┌─ Provided text

# feeling so messed about,



## michellelouise28 (Jan 30, 2015)

Family of five ment to be moving to auckland in 3weeks,
All packed up ready to ship sold a lot of our things or gave away, 
Gave notice to landlady have to be out by 3march,
Thing is the company my partner got his contract from said over the phone that they will happily pay for our flights an we could pay them back from wages, so we took them up on the offer and went along got our visas which cost over €2000 sold our things just to have enough money for accommodation an food when we arrive, and money for shipping, so as you can imagine money is tight, we're not working here in Ireland and that's why were making the move to better ours and our childrens future, 
When the time came to let the company know they can book flights as agreed they said they couldn't recall saying such thing, now there not answering phone to speak bout it,
We dont no who to turn to, sorry for rambling but need to put this out there,


----------



## inhamilton (Jun 10, 2011)

└─
┌─ Entries supplied

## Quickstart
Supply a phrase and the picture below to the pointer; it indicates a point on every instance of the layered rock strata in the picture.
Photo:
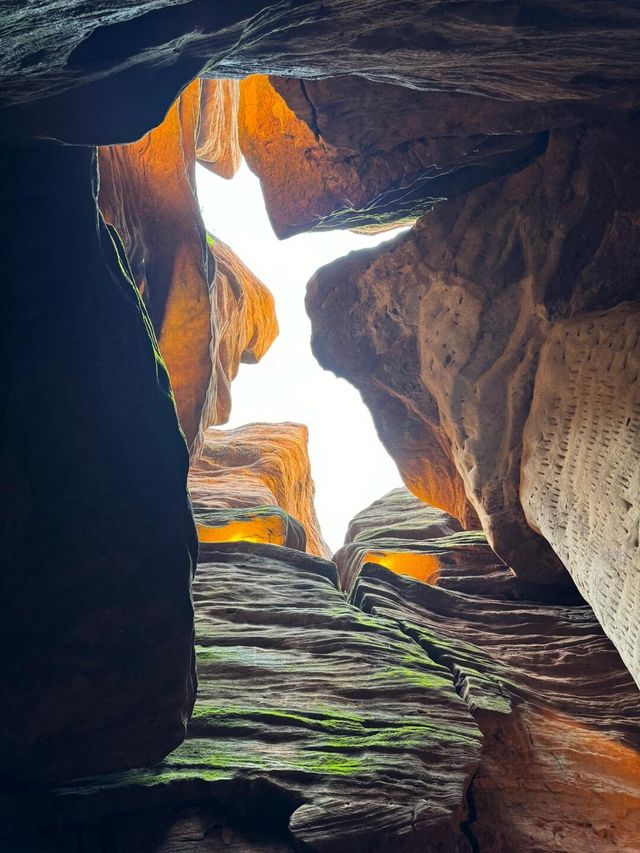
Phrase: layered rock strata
(258, 465)
(580, 482)
(217, 146)
(325, 162)
(409, 537)
(208, 309)
(560, 768)
(97, 538)
(319, 727)
(110, 74)
(245, 320)
(147, 192)
(441, 329)
(323, 726)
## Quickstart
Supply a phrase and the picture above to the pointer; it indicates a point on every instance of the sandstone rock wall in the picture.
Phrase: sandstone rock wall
(405, 535)
(147, 192)
(110, 74)
(245, 317)
(415, 718)
(208, 309)
(258, 465)
(441, 328)
(580, 472)
(97, 541)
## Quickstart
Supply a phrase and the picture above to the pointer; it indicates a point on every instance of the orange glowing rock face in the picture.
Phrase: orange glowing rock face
(147, 192)
(422, 567)
(270, 530)
(217, 146)
(246, 323)
(258, 465)
(284, 152)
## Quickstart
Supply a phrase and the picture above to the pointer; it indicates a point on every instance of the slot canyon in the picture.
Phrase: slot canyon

└─

Continue the forum thread about the family's planned move to Auckland and the flights the employer had offered to pay for, picking up after its final line.

## Answer to this exercise
Perhaps you should have had it writting in the contract outlining the obligations of the company. Never count on anything unless it is in writing and signed. Doesn't sound like a good start to your adventure. Hope things look up from here and the employer turns out ok. Fingers crossed for you.


----------



## michellelouise28 (Jan 30, 2015)

Thanks, to be honest I'm not feeling to confident in the company so off to a bad start really,ino theres nothing we can do cause it wasnt in writing and thats what we get for trusting people, 
I guess we will just have to do our homework on it again we cant stay in ireland we put all we have into this, will keep you posted though on our outcome,


----------



## inhamilton (Jun 10, 2011)

What line of work is your husband in? Of course, if finances get tough, there are other options. I see your partner will be working in Henderson. That suburb would certainly be cheaper than the North Shore and it would be an ok suburb to live IMO, especially if you are just starting out. You could then survey the lie of the land and move to wherever best suits from there??? Although, I guess you wouldn't want to move your kids from school to school.


----------



## escapedtonz (Apr 6, 2012)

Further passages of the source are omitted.